_Information shown_:
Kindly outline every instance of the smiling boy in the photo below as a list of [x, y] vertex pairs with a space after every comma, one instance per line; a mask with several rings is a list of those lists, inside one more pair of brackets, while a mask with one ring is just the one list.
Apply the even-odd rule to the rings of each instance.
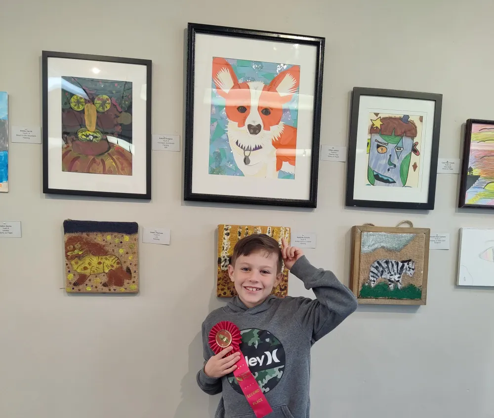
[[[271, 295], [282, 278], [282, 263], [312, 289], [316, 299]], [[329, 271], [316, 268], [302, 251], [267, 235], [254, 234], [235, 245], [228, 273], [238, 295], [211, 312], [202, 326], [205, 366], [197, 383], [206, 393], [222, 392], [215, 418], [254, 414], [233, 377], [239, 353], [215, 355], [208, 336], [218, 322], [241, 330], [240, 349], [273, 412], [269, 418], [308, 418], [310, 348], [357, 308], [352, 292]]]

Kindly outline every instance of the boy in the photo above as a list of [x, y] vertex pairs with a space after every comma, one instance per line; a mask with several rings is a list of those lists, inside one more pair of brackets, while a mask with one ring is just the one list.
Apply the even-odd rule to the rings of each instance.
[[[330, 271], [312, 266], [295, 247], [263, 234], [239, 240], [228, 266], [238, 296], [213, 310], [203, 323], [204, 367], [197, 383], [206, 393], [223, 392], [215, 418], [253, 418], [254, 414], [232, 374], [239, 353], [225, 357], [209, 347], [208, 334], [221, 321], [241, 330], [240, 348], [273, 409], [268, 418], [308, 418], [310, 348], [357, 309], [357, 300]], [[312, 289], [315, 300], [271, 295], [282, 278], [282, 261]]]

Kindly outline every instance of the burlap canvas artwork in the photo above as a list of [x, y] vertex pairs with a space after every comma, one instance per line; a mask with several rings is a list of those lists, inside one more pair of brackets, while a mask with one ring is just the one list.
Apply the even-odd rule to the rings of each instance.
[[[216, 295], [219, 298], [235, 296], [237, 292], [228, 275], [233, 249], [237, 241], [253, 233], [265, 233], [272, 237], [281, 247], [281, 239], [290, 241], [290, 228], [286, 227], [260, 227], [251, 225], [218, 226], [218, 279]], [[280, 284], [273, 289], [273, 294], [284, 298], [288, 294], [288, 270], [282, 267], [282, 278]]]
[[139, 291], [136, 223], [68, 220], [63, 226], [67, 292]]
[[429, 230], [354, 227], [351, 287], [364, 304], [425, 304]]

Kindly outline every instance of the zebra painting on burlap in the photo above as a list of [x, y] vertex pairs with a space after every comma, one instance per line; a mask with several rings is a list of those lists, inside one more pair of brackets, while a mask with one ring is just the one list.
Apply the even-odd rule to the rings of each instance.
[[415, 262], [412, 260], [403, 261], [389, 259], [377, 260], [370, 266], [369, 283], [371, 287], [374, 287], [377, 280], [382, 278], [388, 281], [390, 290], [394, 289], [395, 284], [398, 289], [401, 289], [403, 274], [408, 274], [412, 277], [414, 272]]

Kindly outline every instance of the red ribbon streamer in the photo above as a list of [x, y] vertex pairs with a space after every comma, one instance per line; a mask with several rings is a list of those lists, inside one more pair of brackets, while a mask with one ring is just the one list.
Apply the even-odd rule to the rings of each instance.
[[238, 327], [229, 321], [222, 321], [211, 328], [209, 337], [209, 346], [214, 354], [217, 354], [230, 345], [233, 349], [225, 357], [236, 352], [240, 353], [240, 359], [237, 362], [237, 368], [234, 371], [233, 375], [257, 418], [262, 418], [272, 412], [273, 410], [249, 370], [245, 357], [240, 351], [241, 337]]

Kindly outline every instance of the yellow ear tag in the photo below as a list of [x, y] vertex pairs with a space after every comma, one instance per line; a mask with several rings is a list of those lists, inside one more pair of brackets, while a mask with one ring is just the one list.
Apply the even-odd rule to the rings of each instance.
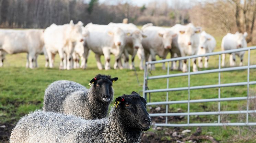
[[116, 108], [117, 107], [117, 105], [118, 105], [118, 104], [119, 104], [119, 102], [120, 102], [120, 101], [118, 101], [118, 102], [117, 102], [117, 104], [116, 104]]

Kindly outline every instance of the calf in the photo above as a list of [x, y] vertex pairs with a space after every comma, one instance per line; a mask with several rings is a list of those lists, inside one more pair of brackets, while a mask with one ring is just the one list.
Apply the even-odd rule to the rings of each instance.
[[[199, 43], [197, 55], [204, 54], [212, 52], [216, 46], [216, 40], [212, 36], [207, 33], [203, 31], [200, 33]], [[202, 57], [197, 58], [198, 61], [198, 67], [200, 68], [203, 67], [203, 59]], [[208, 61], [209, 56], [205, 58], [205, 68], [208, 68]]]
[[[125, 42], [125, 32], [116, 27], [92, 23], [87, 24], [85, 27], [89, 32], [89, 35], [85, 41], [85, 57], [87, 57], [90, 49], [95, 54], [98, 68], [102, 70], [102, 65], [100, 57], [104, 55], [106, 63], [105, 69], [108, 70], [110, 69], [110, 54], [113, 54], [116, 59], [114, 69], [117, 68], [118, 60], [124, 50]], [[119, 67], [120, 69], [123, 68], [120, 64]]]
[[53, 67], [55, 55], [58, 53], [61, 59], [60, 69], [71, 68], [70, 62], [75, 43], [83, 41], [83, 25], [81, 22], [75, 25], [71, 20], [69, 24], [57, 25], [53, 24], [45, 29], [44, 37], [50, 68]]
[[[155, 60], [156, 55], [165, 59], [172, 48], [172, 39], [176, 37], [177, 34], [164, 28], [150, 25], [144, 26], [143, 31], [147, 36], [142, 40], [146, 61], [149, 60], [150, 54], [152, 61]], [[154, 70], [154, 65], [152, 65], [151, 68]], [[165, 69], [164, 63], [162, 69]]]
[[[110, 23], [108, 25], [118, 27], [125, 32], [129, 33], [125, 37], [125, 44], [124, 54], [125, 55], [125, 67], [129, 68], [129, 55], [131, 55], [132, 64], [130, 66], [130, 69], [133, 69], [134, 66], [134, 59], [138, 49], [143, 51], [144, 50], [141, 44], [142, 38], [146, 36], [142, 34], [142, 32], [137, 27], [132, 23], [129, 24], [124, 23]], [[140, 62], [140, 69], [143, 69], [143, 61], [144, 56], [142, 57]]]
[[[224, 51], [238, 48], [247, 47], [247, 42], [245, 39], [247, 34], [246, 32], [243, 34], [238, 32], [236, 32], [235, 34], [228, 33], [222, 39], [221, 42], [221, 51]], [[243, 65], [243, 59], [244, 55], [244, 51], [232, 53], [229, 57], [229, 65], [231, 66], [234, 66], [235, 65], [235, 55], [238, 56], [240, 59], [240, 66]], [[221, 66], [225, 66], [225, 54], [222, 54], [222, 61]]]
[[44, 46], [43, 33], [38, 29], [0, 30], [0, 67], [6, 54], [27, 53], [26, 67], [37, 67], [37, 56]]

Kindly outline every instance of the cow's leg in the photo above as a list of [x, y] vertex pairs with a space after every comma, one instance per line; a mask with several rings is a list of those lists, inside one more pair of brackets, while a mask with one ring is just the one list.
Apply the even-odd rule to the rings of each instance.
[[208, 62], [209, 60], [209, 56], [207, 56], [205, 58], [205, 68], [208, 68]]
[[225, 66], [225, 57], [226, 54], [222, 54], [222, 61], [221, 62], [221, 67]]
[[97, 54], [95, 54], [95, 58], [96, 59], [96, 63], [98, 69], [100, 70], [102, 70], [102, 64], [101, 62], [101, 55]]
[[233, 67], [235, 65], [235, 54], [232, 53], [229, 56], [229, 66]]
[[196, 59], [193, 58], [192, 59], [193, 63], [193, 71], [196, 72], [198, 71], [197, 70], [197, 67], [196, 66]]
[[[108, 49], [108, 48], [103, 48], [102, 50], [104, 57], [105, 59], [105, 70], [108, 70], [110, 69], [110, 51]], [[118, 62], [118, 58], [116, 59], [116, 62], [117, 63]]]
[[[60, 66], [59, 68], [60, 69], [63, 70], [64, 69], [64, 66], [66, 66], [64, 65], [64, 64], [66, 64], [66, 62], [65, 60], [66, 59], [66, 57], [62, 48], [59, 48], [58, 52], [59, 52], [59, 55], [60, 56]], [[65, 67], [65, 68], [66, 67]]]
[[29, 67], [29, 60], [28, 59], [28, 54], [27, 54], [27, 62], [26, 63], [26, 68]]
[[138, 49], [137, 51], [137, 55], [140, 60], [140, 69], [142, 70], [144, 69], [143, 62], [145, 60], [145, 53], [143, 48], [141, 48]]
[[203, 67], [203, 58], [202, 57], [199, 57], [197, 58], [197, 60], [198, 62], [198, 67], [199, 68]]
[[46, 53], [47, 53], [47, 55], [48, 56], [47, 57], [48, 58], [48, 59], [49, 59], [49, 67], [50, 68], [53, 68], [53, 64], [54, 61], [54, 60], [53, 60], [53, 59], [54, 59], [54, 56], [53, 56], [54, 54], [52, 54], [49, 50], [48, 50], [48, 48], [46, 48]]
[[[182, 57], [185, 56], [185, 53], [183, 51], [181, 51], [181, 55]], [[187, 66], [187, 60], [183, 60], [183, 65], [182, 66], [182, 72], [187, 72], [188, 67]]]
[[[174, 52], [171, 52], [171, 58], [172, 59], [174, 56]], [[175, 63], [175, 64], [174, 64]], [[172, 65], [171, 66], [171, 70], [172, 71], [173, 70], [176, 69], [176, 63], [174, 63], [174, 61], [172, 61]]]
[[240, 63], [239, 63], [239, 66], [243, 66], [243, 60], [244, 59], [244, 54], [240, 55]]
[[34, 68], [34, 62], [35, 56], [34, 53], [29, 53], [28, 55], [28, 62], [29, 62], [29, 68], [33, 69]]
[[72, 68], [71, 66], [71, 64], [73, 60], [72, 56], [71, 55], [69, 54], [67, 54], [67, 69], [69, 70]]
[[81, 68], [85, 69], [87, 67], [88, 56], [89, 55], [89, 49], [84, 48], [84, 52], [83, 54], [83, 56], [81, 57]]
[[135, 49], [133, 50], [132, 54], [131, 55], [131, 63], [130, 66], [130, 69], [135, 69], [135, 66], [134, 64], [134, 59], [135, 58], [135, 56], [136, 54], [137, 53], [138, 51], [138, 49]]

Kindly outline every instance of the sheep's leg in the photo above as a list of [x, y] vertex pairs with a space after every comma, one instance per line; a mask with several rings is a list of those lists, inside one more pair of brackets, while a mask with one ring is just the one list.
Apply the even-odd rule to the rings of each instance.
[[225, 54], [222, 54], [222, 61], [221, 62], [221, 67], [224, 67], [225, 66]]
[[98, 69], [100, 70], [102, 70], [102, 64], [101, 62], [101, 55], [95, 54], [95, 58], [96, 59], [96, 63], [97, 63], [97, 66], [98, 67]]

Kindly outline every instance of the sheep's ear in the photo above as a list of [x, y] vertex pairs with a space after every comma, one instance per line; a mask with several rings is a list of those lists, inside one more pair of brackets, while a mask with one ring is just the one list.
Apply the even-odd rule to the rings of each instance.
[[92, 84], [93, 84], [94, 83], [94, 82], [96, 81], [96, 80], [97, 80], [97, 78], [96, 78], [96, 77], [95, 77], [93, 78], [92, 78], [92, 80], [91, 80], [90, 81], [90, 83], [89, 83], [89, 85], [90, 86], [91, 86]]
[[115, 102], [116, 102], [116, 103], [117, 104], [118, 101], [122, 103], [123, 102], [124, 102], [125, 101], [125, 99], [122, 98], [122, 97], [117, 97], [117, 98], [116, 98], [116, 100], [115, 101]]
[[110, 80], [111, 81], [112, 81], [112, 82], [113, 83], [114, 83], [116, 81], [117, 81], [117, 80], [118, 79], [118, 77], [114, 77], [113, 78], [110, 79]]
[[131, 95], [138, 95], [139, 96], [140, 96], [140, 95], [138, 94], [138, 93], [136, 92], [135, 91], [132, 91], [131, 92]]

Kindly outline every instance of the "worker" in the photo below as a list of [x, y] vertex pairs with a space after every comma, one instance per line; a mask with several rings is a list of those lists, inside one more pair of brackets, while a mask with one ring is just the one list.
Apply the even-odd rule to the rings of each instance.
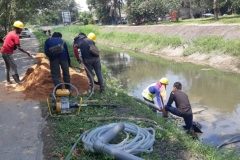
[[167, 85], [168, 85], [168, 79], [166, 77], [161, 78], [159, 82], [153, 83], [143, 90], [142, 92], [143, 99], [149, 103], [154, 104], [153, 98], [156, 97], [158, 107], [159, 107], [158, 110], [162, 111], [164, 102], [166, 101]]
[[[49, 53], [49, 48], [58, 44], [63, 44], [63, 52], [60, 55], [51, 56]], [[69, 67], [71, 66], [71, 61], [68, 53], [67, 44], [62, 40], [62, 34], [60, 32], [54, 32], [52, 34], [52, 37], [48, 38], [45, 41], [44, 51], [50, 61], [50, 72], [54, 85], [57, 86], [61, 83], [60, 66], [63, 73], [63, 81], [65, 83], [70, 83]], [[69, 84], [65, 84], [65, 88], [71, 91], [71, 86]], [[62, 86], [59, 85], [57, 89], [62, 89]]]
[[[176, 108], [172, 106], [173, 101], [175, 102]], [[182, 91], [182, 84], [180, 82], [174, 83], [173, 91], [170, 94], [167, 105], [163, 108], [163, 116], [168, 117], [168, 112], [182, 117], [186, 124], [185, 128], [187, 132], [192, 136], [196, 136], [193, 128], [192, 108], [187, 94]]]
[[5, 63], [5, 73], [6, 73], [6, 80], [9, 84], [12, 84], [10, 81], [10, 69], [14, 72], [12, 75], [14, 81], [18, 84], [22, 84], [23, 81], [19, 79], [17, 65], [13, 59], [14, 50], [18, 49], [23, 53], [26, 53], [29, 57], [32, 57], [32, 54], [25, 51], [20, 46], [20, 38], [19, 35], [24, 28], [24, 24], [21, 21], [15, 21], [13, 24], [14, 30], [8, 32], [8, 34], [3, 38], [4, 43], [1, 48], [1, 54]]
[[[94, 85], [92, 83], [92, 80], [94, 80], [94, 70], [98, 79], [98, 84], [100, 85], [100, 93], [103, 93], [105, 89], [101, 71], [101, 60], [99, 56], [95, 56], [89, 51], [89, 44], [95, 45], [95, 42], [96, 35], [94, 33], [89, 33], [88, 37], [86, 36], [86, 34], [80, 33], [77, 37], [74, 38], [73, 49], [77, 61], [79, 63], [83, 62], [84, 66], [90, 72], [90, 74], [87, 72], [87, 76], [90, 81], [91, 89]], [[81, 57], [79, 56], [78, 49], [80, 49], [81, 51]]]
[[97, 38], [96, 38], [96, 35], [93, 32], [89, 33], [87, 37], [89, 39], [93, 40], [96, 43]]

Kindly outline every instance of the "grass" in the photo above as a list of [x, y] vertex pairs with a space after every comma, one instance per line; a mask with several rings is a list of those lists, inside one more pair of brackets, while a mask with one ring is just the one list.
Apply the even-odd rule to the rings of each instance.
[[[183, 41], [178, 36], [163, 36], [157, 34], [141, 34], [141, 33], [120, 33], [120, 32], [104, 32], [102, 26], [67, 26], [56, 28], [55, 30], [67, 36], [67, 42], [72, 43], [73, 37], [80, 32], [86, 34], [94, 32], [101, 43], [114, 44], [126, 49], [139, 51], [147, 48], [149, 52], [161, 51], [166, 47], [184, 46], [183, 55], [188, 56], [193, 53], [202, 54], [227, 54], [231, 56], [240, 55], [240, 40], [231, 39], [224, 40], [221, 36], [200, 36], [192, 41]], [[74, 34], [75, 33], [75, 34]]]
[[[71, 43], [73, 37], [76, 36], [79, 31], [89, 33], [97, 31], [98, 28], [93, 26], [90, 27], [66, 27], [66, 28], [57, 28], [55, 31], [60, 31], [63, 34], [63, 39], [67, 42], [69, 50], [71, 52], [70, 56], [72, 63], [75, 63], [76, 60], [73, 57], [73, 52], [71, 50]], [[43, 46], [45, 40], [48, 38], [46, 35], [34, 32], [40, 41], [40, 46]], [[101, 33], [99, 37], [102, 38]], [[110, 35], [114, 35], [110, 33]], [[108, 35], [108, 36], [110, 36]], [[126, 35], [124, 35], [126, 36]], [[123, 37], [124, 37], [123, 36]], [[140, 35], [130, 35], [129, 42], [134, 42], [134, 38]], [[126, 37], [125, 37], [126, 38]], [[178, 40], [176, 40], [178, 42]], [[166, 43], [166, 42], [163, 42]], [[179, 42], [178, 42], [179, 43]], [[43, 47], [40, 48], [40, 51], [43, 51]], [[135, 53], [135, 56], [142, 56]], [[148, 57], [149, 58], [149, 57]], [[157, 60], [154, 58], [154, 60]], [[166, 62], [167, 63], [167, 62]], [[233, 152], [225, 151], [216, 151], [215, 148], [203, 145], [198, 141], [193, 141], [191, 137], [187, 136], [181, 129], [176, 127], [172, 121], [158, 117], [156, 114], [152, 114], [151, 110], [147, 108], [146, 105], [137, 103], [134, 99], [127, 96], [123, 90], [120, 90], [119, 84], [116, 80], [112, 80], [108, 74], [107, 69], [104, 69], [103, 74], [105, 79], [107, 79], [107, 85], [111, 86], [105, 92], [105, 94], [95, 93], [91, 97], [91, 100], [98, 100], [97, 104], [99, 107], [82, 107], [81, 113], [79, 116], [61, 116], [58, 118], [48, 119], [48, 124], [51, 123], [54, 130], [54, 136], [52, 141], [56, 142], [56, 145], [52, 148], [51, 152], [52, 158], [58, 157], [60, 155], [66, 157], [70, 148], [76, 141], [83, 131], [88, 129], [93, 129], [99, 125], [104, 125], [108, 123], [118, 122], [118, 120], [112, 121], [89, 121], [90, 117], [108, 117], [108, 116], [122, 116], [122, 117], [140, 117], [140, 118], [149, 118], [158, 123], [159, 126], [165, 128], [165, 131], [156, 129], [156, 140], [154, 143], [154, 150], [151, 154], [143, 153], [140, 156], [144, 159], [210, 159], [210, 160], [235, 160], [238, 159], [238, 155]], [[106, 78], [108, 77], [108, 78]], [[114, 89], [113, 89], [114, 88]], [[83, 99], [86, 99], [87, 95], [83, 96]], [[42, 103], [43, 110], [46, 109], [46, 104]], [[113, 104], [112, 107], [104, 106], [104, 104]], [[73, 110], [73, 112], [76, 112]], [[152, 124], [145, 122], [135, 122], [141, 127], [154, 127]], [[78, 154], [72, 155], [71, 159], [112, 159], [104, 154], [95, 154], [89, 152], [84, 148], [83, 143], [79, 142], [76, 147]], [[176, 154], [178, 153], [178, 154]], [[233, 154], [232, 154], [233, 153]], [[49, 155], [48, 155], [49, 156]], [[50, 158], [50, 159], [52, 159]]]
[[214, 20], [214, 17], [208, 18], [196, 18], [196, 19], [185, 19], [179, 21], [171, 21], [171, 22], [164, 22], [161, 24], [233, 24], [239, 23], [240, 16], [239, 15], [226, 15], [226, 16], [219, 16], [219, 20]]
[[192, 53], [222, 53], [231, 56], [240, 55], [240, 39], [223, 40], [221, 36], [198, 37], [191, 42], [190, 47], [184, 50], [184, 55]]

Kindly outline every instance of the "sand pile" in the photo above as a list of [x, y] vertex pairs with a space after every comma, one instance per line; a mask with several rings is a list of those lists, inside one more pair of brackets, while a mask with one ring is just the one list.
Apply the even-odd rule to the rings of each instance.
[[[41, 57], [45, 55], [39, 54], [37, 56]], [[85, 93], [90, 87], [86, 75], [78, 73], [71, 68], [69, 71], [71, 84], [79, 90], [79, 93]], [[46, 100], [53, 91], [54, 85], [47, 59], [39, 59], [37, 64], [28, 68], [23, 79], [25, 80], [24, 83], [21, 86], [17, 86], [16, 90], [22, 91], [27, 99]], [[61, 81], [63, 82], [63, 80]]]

_Problem details_: Convert the lines of the records starting at the line that contains "Kindly outline every instance of the cow's" and ending at the line that contains "72], [188, 67]]]" into a Markdown table with the columns Row and Line. Number each line in Row and leave out blank lines.

_Answer to this problem_:
| Row | Line |
|---|---|
| 1 | Kindly outline every instance of the cow's leg in the photo above as a list of [x, y] vertex pairs with a space after every comma, one instance per line; a mask with several rings is a list of those lists, inside one more pair of brackets, while a mask with one ring is just the one list. |
| 2 | Apply the even-odd rule to the rings of each instance. |
| 3 | [[208, 62], [209, 60], [209, 56], [207, 56], [205, 58], [205, 68], [208, 68]] |
| 4 | [[225, 66], [225, 57], [226, 54], [222, 54], [222, 61], [221, 62], [221, 67]] |
| 5 | [[97, 54], [95, 54], [95, 58], [96, 59], [96, 63], [98, 69], [100, 70], [102, 70], [102, 64], [101, 62], [101, 55]] |
| 6 | [[233, 67], [235, 65], [235, 54], [232, 53], [229, 56], [229, 66]] |
| 7 | [[196, 59], [193, 58], [192, 59], [193, 63], [193, 71], [196, 72], [198, 71], [197, 70], [197, 67], [196, 66]] |
| 8 | [[[108, 49], [108, 48], [103, 48], [102, 50], [104, 57], [105, 59], [105, 70], [108, 70], [110, 69], [110, 51]], [[118, 62], [118, 58], [116, 59], [116, 62], [117, 63]]] |
| 9 | [[[60, 66], [59, 68], [60, 69], [63, 70], [64, 69], [64, 66], [66, 66], [64, 65], [64, 64], [66, 64], [66, 62], [65, 60], [66, 59], [66, 57], [62, 48], [59, 48], [58, 52], [59, 52], [59, 55], [60, 56]], [[65, 67], [65, 68], [66, 67]]] |
| 10 | [[29, 67], [29, 60], [28, 59], [28, 54], [27, 54], [27, 62], [26, 63], [26, 68]] |
| 11 | [[138, 49], [137, 51], [137, 55], [140, 60], [140, 69], [142, 70], [144, 69], [143, 62], [145, 60], [145, 53], [143, 48], [141, 48]] |
| 12 | [[203, 67], [203, 58], [202, 57], [199, 57], [197, 58], [197, 60], [198, 62], [198, 67], [199, 68]] |
| 13 | [[46, 53], [47, 53], [47, 55], [48, 56], [47, 57], [48, 58], [48, 59], [49, 59], [49, 67], [50, 68], [53, 68], [53, 64], [54, 61], [54, 60], [53, 60], [53, 59], [54, 59], [54, 56], [53, 56], [54, 54], [52, 54], [49, 50], [48, 50], [48, 48], [46, 48]] |
| 14 | [[[182, 57], [185, 56], [185, 53], [183, 51], [181, 51], [181, 55]], [[187, 66], [187, 60], [183, 60], [183, 65], [182, 66], [182, 72], [187, 72], [188, 67]]] |